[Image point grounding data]
● ● ●
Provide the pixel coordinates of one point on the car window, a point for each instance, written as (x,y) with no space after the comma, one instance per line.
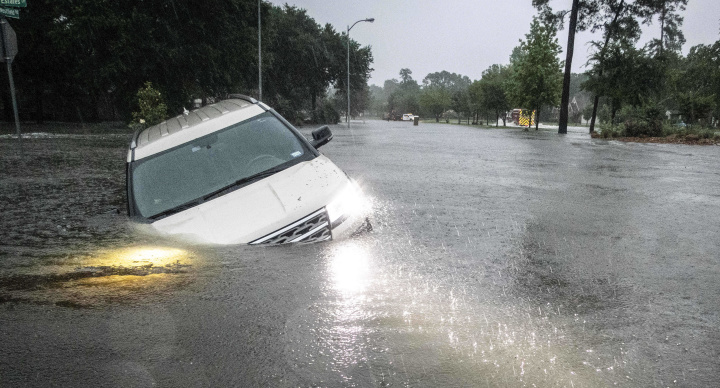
(210,163)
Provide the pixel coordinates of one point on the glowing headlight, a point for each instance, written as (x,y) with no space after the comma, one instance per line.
(348,203)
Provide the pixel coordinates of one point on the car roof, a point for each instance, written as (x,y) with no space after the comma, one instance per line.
(186,121)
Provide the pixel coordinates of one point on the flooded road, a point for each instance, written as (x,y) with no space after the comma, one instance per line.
(498,258)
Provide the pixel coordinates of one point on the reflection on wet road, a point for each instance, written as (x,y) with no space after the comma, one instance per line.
(498,258)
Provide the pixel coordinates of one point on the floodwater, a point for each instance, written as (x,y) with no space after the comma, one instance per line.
(498,258)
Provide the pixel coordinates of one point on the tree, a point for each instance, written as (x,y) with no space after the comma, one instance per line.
(536,78)
(490,93)
(405,98)
(671,36)
(435,101)
(629,76)
(697,83)
(444,90)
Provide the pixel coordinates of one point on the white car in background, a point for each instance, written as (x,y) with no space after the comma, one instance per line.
(236,172)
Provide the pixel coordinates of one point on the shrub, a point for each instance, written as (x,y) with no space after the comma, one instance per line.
(151,108)
(643,121)
(328,115)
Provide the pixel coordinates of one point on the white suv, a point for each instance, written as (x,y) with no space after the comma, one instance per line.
(237,172)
● ● ●
Work task:
Retype the records in full. Do not carry over the images.

Result below:
Provide the pixel coordinates of one point on the car window, a point for each instance, written as (x,y) with no space after the comma, one instance per line.
(210,163)
Provide the pixel coordinates of one point on the glowing headlight, a point for each instance, written as (x,y) with no space after the comma, one instance per line.
(348,203)
Provide the pixel coordinates of one point on the car roof, a point for each instance, written as (x,y) with no space after the comma, one instance per line.
(186,121)
Provide the pixel coordinates of one point on the flooded road, a point for each instance, written as (x,y) with no space after the comma, one instance per line.
(498,258)
Provide the pixel coordinates of one point on the reflection on wet road, a point for each instance, written as (x,y) with no space after the comma, one instance per line.
(498,258)
Provide the pixel coordinates of one point on the floodwater, a point for each instance, written as (x,y) with no space after the comma, one instance per line.
(498,258)
Provide the pixel coordinates of one point on the tree, a point for each instance, written as (x,y) with no space after the comma, one instance per line.
(536,78)
(490,93)
(405,98)
(671,36)
(435,101)
(629,76)
(697,83)
(444,90)
Provide the pixel coordinates of one point on the white car in background, a point for each instance, written as (x,y) with no space after the comma, one instance per line.
(236,172)
Provide the pixel coordinates of one point on the shrub, a point for each instance, written as (x,y) with no space after the comma, one instance per line.
(151,108)
(643,121)
(328,115)
Provide the pixel coordinates of one point on the white suv, a point for each instance, written as (x,y) with no space after the comma, one instance per line.
(237,172)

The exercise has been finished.